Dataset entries
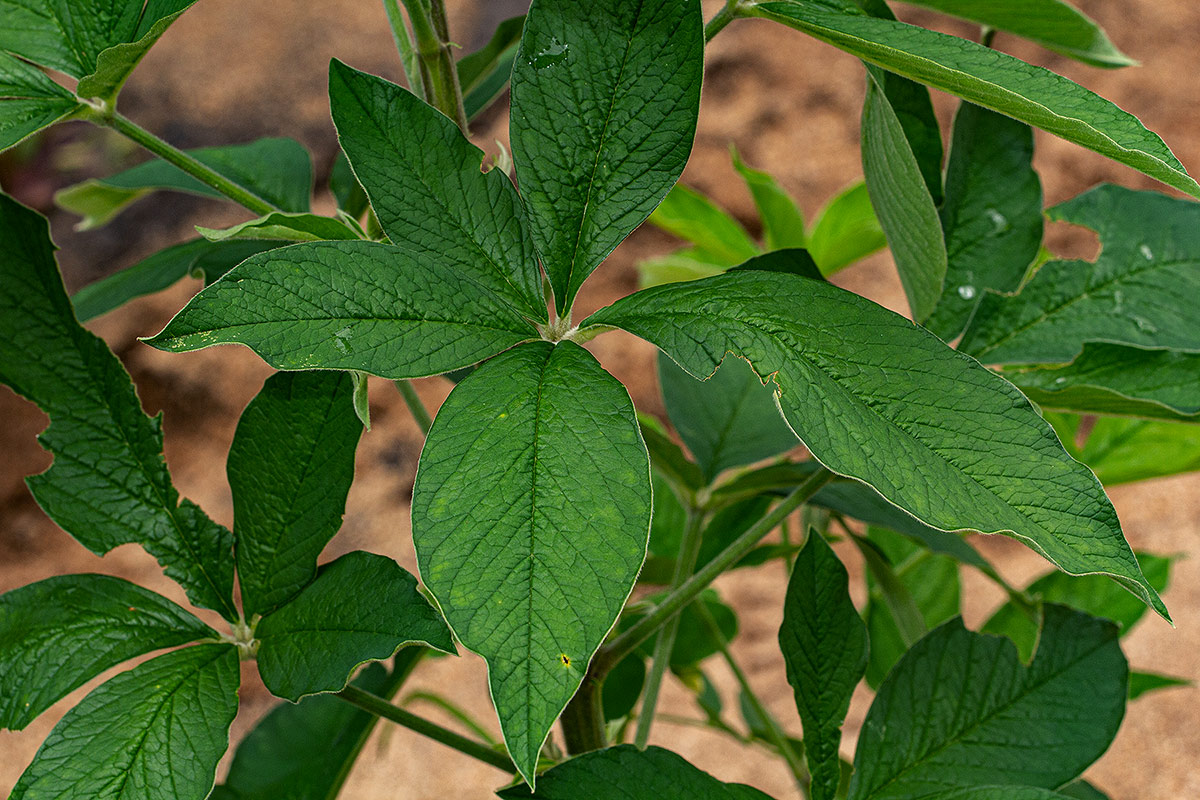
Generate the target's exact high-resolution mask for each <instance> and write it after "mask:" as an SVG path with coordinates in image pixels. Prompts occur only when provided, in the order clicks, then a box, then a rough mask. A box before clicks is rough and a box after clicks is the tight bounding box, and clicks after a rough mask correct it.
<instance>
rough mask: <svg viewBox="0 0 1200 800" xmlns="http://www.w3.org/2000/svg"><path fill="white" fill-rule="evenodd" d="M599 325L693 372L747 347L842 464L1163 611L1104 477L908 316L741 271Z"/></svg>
mask: <svg viewBox="0 0 1200 800" xmlns="http://www.w3.org/2000/svg"><path fill="white" fill-rule="evenodd" d="M796 308H804V314H803V315H797V313H796ZM593 324H595V325H610V326H614V327H622V329H624V330H628V331H630V332H632V333H635V335H637V336H641V337H642V338H646V339H649V341H650V342H653V343H654V344H656V345H658V347H659V348H660V349H662V350H664V351H666V353H667V355H670V356H671V357H672V359H673V360H674V361H676V363H679V365H680V366H682V367H684V368H685V369H686V371H688V372H690V373H691V374H692V375H697V377H698V375H707V374H710V373H712V372H713V371H714V369H715V368H716V367H718V365H720V363H721V361H722V360H724V359H725V357H726V355H727V354H730V353H732V354H733V355H737V356H740V357H744V359H746V360H748V361H749V362H750V363H751V365H752V366H754V367H755V371H756V372H757V373H758V374H760V375H770V377H772V378H773V379H774V381H775V384H776V386H778V390H776V391H778V399H779V403H780V407H781V409H782V413H784V416H785V417H786V419H787V421H788V423H790V425H791V426H792V429H793V431H796V432H797V435H799V438H800V440H802V441H803V443H804V444H805V445H806V446H808V449H809V451H810V452H811V453H812V456H814V458H816V459H817V461H820V462H821V463H823V464H824V465H826V467H828V468H829V469H830V470H833V471H834V473H838V474H840V475H846V476H848V477H854V479H856V480H860V481H863V482H865V483H868V485H870V486H871V487H874V488H875V489H876V491H877V492H878V493H880V494H882V495H883V497H884V498H886V499H887V500H888V501H889V503H892V504H894V505H898V506H900V507H901V509H904V510H905V511H907V512H908V513H911V515H912V516H914V517H917V518H918V519H920V521H923V522H925V523H926V524H930V525H932V527H934V528H938V529H942V530H948V531H955V530H978V531H980V533H1006V534H1009V535H1012V536H1014V537H1016V539H1019V540H1021V541H1024V542H1026V543H1027V545H1030V546H1031V547H1033V548H1034V549H1037V551H1038V552H1039V553H1042V554H1043V555H1045V557H1046V558H1049V559H1050V560H1051V561H1052V563H1054V564H1055V565H1057V566H1058V567H1060V569H1062V570H1064V571H1066V572H1072V573H1088V572H1103V573H1106V575H1111V576H1112V577H1115V578H1116V579H1117V581H1120V582H1121V583H1122V585H1124V587H1126V588H1128V589H1129V590H1130V591H1133V593H1134V594H1136V595H1138V596H1140V597H1142V599H1144V600H1145V601H1146V602H1147V603H1148V604H1151V606H1152V607H1153V608H1154V609H1156V610H1158V612H1159V613H1164V607H1163V604H1162V601H1160V600H1159V599H1158V596H1157V595H1156V594H1154V593H1153V589H1151V588H1150V585H1148V584H1147V583H1146V579H1145V578H1144V577H1142V575H1141V571H1140V570H1139V569H1138V564H1136V560H1135V559H1134V557H1133V552H1132V551H1130V549H1129V546H1128V543H1126V541H1124V537H1123V535H1122V534H1121V525H1120V523H1118V522H1117V517H1116V512H1114V510H1112V504H1111V503H1109V500H1108V498H1106V497H1105V495H1104V491H1103V488H1102V487H1100V485H1099V481H1097V480H1096V477H1094V476H1093V475H1092V474H1091V471H1088V470H1087V468H1085V467H1084V465H1082V464H1079V463H1078V462H1075V461H1074V459H1072V458H1070V457H1069V456H1068V455H1067V453H1066V452H1064V451H1063V449H1062V445H1060V444H1058V439H1057V437H1056V435H1055V433H1054V431H1051V429H1050V426H1049V425H1046V422H1045V421H1044V420H1043V419H1042V417H1040V416H1039V415H1038V413H1037V411H1036V410H1034V409H1033V408H1032V407H1031V405H1030V403H1028V401H1026V399H1025V397H1024V396H1022V395H1021V393H1020V392H1019V391H1016V389H1015V387H1013V385H1012V384H1009V383H1007V381H1006V380H1003V379H1002V378H1000V377H998V375H996V374H994V373H991V372H989V371H988V369H985V368H983V367H982V366H979V365H978V363H977V362H976V361H974V360H972V359H970V357H967V356H964V355H962V354H959V353H955V351H953V350H950V349H949V348H947V347H946V345H944V344H943V343H942V342H941V341H940V339H937V338H936V337H935V336H932V335H931V333H929V332H928V331H924V330H922V329H919V327H917V326H914V325H913V324H912V323H910V321H907V320H906V319H904V318H902V317H900V315H898V314H894V313H892V312H889V311H886V309H883V308H881V307H878V306H876V305H875V303H872V302H870V301H868V300H864V299H863V297H859V296H858V295H854V294H852V293H850V291H845V290H842V289H839V288H836V287H833V285H830V284H828V283H824V282H820V281H811V279H808V278H802V277H797V276H792V275H784V273H774V272H760V271H743V272H732V273H728V275H722V276H718V277H713V278H706V279H703V281H694V282H691V283H673V284H667V285H662V287H654V288H652V289H643V290H641V291H638V293H636V294H632V295H630V296H628V297H625V299H623V300H619V301H617V302H616V303H613V305H612V306H608V307H607V308H602V309H600V311H599V312H596V313H595V314H593V315H592V317H590V318H588V319H587V320H586V321H584V323H583V326H587V325H593ZM983 441H986V447H984V446H982V445H980V443H983ZM884 453H886V457H883V455H884Z"/></svg>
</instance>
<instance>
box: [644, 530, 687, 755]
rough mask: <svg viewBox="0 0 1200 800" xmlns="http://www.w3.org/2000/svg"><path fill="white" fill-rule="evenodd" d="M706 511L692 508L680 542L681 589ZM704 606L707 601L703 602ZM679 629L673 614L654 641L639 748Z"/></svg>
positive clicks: (660, 628) (645, 745) (653, 705)
mask: <svg viewBox="0 0 1200 800" xmlns="http://www.w3.org/2000/svg"><path fill="white" fill-rule="evenodd" d="M703 531H704V515H703V513H702V512H701V511H700V510H697V509H695V507H691V509H688V521H686V523H685V524H684V530H683V539H682V541H680V542H679V558H678V559H677V560H676V569H674V575H673V576H672V577H671V588H672V589H678V588H679V587H682V585H683V583H684V581H686V579H688V578H690V577H691V575H692V573H694V572H695V571H696V559H697V558H698V557H700V542H701V540H702V539H703V536H702V534H703ZM700 604H701V606H703V603H700ZM678 633H679V618H678V616H672V618H671V619H670V620H667V621H666V624H665V625H664V626H662V627H661V628H660V630H659V634H658V639H655V642H654V655H653V656H652V658H650V674H649V675H647V676H646V694H644V696H643V697H642V710H641V712H640V714H638V715H637V733H636V734H635V735H634V744H635V745H637V748H638V750H646V745H647V742H648V741H649V739H650V727H652V726H653V724H654V708H655V706H656V705H658V703H659V690H660V688H661V687H662V675H664V674H665V673H666V670H667V667H670V666H671V651H672V650H673V649H674V640H676V636H678Z"/></svg>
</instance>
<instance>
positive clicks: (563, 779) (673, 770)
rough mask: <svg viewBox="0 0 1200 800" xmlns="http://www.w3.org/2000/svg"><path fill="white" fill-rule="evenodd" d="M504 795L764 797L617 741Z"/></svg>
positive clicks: (557, 796) (689, 797)
mask: <svg viewBox="0 0 1200 800" xmlns="http://www.w3.org/2000/svg"><path fill="white" fill-rule="evenodd" d="M500 796H502V798H506V799H509V800H526V799H527V798H530V799H532V800H629V798H656V799H658V800H697V799H703V800H769V798H767V795H764V794H763V793H762V792H758V790H757V789H751V788H750V787H748V786H743V784H740V783H721V782H720V781H718V780H716V778H714V777H713V776H712V775H709V774H708V772H702V771H701V770H698V769H696V768H695V766H692V765H691V764H689V763H688V762H685V760H684V759H683V758H680V757H679V756H676V754H674V753H672V752H671V751H670V750H662V748H661V747H647V748H646V750H638V748H637V747H634V746H632V745H618V746H617V747H608V748H606V750H596V751H593V752H590V753H584V754H582V756H576V757H575V758H572V759H570V760H569V762H564V763H562V764H559V765H558V766H556V768H553V769H551V770H550V771H547V772H546V774H545V775H542V776H541V778H540V780H539V781H538V790H536V792H534V793H533V795H530V794H529V789H528V787H524V786H518V787H514V788H511V789H505V790H503V792H500Z"/></svg>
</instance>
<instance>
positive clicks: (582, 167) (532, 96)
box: [511, 0, 704, 313]
mask: <svg viewBox="0 0 1200 800" xmlns="http://www.w3.org/2000/svg"><path fill="white" fill-rule="evenodd" d="M702 29H703V20H702V18H701V8H700V2H698V0H683V1H680V0H644V1H643V2H637V4H630V2H625V1H624V0H595V1H593V2H587V4H580V2H576V1H575V0H534V4H533V6H532V7H530V8H529V16H528V17H527V18H526V26H524V35H523V36H522V38H521V50H520V52H518V53H517V59H516V62H515V65H514V67H512V112H511V115H512V119H511V138H512V158H514V161H515V162H516V168H517V178H518V182H520V184H521V193H522V196H523V198H524V203H526V206H527V207H528V209H529V215H530V224H532V228H533V237H534V241H535V242H536V245H538V251H539V253H540V254H541V260H542V266H544V267H545V270H546V275H547V276H550V283H551V285H552V287H553V290H554V303H556V306H557V307H558V311H559V313H563V312H565V311H566V309H568V308H570V306H571V301H572V300H574V299H575V293H576V291H578V290H580V285H582V284H583V281H584V279H586V278H587V277H588V275H590V272H592V270H594V269H595V267H596V265H598V264H600V261H601V260H604V258H605V257H606V255H607V254H608V253H610V252H612V248H613V247H616V246H617V245H619V243H620V241H622V240H623V239H624V237H625V236H628V235H629V233H630V231H631V230H632V229H634V228H636V227H637V225H638V224H640V223H641V222H642V221H643V219H644V218H646V217H647V215H649V212H650V211H653V210H654V206H656V205H658V204H659V201H660V200H661V199H662V198H664V196H666V193H667V190H670V188H671V186H672V185H673V184H674V182H676V179H678V178H679V173H682V172H683V167H684V164H685V163H686V162H688V155H689V154H690V152H691V142H692V137H694V136H695V133H696V115H697V113H698V110H700V83H701V76H702V72H703V50H704V37H703V30H702Z"/></svg>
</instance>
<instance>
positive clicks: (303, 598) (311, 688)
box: [254, 551, 455, 702]
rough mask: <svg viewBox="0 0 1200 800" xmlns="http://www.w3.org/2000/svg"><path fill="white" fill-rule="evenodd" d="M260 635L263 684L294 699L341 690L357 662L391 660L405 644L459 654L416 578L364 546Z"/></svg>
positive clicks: (275, 613)
mask: <svg viewBox="0 0 1200 800" xmlns="http://www.w3.org/2000/svg"><path fill="white" fill-rule="evenodd" d="M254 636H256V637H257V638H258V640H259V646H258V670H259V673H260V674H262V675H263V682H264V684H266V687H268V688H269V690H271V693H272V694H275V696H277V697H283V698H287V699H289V700H292V702H295V700H299V699H300V698H301V697H304V696H305V694H316V693H317V692H337V691H341V690H342V688H344V687H346V684H347V682H348V681H349V679H350V675H353V674H354V669H355V668H356V667H359V666H361V664H364V663H366V662H367V661H378V660H380V658H389V657H391V656H392V654H395V652H396V650H398V649H400V648H402V646H403V645H406V644H416V643H420V644H427V645H430V646H431V648H436V649H438V650H443V651H445V652H454V651H455V646H454V640H452V639H451V638H450V632H449V631H448V630H446V626H445V622H443V621H442V616H440V615H439V614H438V612H437V610H436V609H434V608H433V607H432V606H430V602H428V601H427V600H425V597H424V595H421V593H420V591H418V589H416V578H414V577H413V576H412V575H409V573H408V572H406V571H404V570H403V569H402V567H401V566H400V565H397V564H396V563H395V561H392V560H391V559H390V558H386V557H383V555H376V554H374V553H365V552H362V551H354V552H353V553H347V554H346V555H343V557H342V558H340V559H337V560H336V561H331V563H329V564H326V565H325V566H323V567H322V570H320V573H319V575H318V576H317V579H316V581H313V582H312V583H311V584H308V585H307V587H305V589H304V590H302V591H301V593H300V594H299V595H296V596H295V597H294V599H293V600H292V601H289V602H288V603H287V604H286V606H283V607H282V608H280V609H278V610H277V612H275V613H272V614H269V615H268V616H264V618H263V621H262V622H259V624H258V628H257V631H256V632H254Z"/></svg>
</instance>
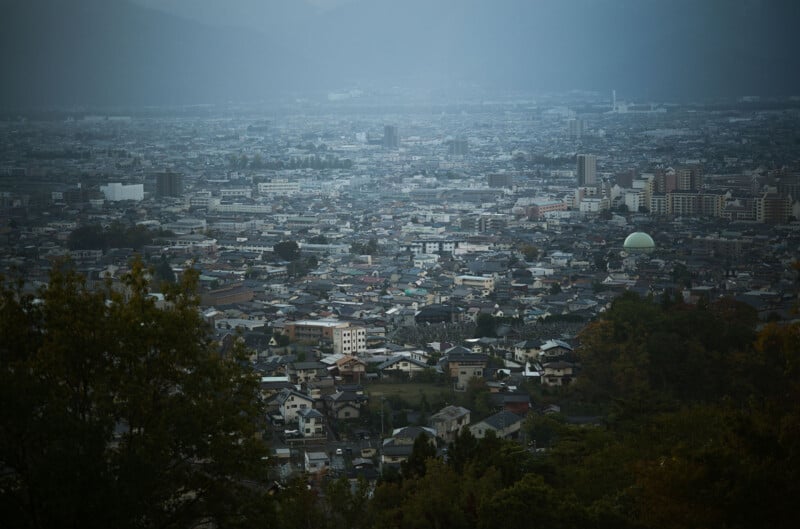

**Work item**
Pull out every line of the entries above that contains the string "rough", and copy each one in full.

**Exercise solution**
Generate the target's exact high-resolution mask for each <instance> and write it after "mask:" as an SVG path with coordinates in image pixels. Prompts occur only when provided, in the order clicks, then a box, then a rough mask. A box before clicks is rough and a box after clicks is the tight bounding box, and clicks after a rough mask correct it.
rough mask: <svg viewBox="0 0 1200 800" xmlns="http://www.w3.org/2000/svg"><path fill="white" fill-rule="evenodd" d="M599 325L693 372L747 347L842 464L1163 611L1104 477L908 316L741 271Z"/></svg>
rough mask: <svg viewBox="0 0 1200 800" xmlns="http://www.w3.org/2000/svg"><path fill="white" fill-rule="evenodd" d="M706 511L692 508L680 542L681 589ZM704 606L707 601L703 602ZM679 629L673 614L654 641L639 748Z"/></svg>
rough mask: <svg viewBox="0 0 1200 800" xmlns="http://www.w3.org/2000/svg"><path fill="white" fill-rule="evenodd" d="M504 795L764 797L617 741Z"/></svg>
rough mask: <svg viewBox="0 0 1200 800" xmlns="http://www.w3.org/2000/svg"><path fill="white" fill-rule="evenodd" d="M260 635L263 684L294 699L341 690L357 662L391 660L405 644L459 654L416 578L364 546Z"/></svg>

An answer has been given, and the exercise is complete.